Exercise aim = Determine the number of lines below that contain the string "smoke", and state only that number.

---------- Input data ----------

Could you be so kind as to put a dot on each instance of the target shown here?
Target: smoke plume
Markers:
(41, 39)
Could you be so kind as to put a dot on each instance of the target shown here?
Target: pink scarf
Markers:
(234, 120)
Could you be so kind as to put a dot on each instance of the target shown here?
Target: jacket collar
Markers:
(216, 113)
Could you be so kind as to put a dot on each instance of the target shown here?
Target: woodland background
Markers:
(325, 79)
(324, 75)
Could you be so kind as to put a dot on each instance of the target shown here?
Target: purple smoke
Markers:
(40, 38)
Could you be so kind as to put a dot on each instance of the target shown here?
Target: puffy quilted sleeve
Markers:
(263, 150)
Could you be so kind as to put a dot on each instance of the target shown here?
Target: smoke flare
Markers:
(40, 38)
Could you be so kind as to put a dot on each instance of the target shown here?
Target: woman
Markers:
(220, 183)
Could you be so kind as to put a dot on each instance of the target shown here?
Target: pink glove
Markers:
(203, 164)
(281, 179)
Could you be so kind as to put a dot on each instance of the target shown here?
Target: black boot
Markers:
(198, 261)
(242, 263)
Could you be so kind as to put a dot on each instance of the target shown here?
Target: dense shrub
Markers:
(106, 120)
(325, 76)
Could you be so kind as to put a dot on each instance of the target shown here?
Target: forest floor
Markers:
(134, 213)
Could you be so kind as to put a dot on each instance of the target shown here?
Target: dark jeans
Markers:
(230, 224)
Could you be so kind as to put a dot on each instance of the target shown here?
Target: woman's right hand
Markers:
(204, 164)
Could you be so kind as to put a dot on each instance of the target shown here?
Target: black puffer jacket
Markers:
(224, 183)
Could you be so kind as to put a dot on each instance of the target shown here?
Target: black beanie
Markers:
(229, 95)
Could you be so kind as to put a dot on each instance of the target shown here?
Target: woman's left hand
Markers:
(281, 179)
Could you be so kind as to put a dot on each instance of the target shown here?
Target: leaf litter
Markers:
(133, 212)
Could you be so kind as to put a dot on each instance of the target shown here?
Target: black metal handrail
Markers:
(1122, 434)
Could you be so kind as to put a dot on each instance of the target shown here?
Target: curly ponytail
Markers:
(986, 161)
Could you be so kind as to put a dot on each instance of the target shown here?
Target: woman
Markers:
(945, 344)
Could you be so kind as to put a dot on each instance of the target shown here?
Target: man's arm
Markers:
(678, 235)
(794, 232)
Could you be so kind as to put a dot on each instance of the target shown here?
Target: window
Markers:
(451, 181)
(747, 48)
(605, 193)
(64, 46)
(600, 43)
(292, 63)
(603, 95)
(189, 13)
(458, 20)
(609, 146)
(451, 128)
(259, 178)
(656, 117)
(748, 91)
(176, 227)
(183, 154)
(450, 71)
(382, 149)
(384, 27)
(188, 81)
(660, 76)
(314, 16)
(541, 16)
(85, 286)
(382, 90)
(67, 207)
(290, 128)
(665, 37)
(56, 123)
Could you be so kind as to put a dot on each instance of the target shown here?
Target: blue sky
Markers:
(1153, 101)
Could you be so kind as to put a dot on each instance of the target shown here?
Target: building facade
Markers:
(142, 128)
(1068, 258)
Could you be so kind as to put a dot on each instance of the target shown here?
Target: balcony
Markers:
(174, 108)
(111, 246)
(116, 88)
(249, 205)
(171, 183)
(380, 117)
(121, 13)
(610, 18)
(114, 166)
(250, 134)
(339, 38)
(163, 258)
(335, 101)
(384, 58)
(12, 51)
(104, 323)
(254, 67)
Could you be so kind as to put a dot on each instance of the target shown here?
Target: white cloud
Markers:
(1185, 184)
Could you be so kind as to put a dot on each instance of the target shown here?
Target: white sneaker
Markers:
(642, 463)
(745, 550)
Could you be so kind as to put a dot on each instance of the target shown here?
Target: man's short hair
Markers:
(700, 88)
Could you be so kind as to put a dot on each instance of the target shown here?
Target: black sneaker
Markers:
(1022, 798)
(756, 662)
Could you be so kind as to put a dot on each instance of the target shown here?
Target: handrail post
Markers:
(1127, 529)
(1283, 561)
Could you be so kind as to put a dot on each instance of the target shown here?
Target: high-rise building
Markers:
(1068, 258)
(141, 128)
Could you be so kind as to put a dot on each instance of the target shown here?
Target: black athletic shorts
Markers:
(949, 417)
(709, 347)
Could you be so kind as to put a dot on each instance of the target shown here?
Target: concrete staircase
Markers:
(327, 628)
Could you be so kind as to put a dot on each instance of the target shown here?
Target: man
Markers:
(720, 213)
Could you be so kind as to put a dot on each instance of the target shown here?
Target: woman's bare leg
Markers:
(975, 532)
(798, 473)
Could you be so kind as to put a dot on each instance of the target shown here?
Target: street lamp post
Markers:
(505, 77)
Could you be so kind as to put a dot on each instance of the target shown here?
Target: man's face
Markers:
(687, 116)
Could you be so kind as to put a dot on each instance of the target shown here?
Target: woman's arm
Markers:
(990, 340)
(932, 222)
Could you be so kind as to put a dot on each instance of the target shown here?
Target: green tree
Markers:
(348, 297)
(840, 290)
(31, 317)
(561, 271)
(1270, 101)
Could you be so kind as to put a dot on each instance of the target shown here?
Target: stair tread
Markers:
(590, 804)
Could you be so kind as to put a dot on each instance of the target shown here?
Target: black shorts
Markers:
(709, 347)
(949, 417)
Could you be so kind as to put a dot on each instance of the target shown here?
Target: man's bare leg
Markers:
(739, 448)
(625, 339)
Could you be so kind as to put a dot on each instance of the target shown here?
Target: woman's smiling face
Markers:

----------

Task answer = 3